But I think it’s fair to say that something terrible happened, and a lot of Americans believe that something shouldn’t be allowed to happen again and again. Sometimes that message gets lost in everything else, and devolves into politicians and corporations putting out meaningless press releases while people on Twitter argue back and forth, as if there are winners and losers here. The optimist in me hopes that folks spent time looking in on themselves, their beliefs, their willingness to listen and sympathize with other people, and grow. I know I tried.

It certainly got more interesting when college football players did some introspection and realized, “Oh wow, we have a platform and a lot of power in our situation.” Stances were taken, demands were made, and suddenly the college football landscape shifted once again, as teenagers and young twenty year olds realized they are more than just a gladiator sent out on Saturday mornings to fight for our entertainment. I’m not saying everything these student athletes have written in the notes app and tweeted out is correct, or that public institutions of higher learning should bow to the whims of a star player. I am saying that they have voices, they’re being heard now, and that’s a good thing. Because their influence almost certainly won’t last forever, so they deserve the chance to get to use it while they can.

All of this happened, and yet somehow we are in the early stages of some sort of a 2020 College Football Season. It could be derailed at any moment, by a locker room outbreak, a coach being put in ICU, a massive flare up across the country in November. Who knows, maybe College Football goes on as the only thing remotely normal about 2020.

It’s certainly going to be weird and frustrating though, and people who have more power and responsibility than the rest of us (who wouldn’t know how to wield it if we had it) will make decisions we disagree with. Games have already been cancelled, whole conferences electing to ride this storm out until the Spring. Stadiums will limit capacities, and that tailgate group my family loves so much? They’re unlikely to get together at all this year. But that’s okay. I will take what I can get at this point.
***
### WORK REQUEST 1
In the college football essay, which group does the writer say is unlikely to get together at all this year?
### WORK REQUEST 2
Reproduce the college football essay from "It certainly got" up to and including "while they can.".
### WORK REQUEST 3
List every event the college football essay names that could derail the 2020 season.

### DATASET ENTRIES
***
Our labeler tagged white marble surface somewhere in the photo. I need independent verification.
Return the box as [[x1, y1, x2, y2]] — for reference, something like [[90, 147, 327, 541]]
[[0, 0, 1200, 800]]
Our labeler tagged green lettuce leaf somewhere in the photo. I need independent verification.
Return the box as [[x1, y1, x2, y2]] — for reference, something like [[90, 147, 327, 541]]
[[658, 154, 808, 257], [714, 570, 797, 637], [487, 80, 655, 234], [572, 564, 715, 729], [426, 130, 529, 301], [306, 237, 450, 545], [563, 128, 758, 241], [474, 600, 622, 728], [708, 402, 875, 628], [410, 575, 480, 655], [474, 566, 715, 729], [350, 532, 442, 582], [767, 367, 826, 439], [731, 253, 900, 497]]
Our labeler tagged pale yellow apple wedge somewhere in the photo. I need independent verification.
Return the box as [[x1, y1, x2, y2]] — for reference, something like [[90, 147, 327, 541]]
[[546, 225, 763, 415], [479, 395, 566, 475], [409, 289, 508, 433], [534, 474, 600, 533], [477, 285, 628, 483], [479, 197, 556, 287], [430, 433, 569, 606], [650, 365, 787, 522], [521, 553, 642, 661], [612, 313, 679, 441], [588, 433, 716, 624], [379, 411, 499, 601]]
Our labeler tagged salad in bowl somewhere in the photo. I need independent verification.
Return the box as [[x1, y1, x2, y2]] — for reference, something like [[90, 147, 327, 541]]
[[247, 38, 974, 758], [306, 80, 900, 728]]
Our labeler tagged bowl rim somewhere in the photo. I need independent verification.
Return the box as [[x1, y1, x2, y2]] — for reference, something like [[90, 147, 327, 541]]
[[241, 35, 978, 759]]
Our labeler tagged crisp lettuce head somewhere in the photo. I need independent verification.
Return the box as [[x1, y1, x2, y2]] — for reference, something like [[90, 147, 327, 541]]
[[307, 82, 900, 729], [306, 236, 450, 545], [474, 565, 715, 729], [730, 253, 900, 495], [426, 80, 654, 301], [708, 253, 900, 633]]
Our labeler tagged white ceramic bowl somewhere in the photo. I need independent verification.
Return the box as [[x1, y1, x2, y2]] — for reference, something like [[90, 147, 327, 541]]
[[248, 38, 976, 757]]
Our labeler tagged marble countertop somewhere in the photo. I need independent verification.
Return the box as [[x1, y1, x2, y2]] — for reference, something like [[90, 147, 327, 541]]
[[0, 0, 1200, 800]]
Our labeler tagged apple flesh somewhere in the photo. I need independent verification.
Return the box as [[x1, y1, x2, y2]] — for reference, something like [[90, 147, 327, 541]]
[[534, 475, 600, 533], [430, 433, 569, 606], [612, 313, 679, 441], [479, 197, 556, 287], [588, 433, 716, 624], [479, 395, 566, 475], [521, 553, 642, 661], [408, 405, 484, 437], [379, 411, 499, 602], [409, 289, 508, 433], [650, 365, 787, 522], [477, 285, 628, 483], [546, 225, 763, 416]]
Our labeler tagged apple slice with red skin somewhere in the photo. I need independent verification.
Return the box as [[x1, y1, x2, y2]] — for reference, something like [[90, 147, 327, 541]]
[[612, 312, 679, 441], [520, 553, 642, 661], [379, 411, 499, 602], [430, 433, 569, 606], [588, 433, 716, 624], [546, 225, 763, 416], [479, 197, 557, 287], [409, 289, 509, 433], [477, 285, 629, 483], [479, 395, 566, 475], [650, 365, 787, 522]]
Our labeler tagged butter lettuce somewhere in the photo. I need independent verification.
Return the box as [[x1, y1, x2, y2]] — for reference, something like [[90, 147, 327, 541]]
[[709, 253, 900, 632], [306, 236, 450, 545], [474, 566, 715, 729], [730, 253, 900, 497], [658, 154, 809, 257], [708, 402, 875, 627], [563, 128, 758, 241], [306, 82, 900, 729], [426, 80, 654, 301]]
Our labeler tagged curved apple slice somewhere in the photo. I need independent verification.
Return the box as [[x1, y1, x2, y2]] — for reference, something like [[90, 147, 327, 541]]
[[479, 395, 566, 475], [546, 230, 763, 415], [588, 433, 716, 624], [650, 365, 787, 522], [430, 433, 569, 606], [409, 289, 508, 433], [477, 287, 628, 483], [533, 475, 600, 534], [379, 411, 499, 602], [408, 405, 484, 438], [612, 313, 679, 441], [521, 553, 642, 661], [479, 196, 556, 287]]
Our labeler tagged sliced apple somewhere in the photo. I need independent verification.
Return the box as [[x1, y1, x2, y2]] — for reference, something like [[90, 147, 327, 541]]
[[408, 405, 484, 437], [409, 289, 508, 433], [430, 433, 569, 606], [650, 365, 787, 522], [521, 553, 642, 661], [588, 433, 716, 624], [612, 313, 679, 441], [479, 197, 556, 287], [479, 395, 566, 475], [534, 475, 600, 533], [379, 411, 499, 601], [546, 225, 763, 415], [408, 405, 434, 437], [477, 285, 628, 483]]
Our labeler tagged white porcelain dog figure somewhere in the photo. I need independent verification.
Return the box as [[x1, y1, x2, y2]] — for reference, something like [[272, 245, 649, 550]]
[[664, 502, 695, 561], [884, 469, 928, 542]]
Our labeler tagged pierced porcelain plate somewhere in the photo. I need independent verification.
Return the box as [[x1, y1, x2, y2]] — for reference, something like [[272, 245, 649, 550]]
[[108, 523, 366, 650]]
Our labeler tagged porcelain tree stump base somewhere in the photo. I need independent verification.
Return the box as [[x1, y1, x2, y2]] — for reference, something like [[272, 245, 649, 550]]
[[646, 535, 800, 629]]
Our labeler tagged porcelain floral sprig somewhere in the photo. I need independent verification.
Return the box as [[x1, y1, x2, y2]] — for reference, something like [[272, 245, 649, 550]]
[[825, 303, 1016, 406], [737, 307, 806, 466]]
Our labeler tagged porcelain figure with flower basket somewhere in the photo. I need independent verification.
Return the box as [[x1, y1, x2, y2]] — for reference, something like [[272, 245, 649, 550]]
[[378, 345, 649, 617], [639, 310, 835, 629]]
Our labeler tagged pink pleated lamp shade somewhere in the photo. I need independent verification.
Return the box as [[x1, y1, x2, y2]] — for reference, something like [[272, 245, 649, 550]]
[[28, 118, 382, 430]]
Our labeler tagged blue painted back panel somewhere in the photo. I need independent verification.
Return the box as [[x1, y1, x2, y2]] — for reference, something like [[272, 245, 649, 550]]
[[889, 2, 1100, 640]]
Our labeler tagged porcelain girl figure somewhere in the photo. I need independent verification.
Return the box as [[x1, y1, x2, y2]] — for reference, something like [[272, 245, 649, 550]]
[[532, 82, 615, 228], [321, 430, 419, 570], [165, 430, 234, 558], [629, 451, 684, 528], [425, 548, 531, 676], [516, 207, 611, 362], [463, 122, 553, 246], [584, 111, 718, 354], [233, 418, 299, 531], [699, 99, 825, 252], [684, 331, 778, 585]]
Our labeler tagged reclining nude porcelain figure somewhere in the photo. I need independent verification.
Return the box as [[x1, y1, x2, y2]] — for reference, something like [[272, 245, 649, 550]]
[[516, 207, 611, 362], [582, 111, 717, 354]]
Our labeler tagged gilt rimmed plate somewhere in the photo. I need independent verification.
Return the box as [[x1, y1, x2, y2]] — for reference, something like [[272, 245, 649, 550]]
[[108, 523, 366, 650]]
***
### RESPONSE BOX 1
The tailgate group the writer's family loves so much.

### RESPONSE BOX 2
It certainly got more interesting when college football players did some introspection and realized, “Oh wow, we have a platform and a lot of power in our situation.” Stances were taken, demands were made, and suddenly the college football landscape shifted once again, as teenagers and young twenty year olds realized they are more than just a gladiator sent out on Saturday mornings to fight for our entertainment. I’m not saying everything these student athletes have written in the notes app and tweeted out is correct, or that public institutions of higher learning should bow to the whims of a star player. I am saying that they have voices, they’re being heard now, and that’s a good thing. Because their influence almost certainly won’t last forever, so they deserve the chance to get to use it while they can.

### RESPONSE BOX 3
- a locker room outbreak
- a coach being put in ICU
- a massive flare up across the country in November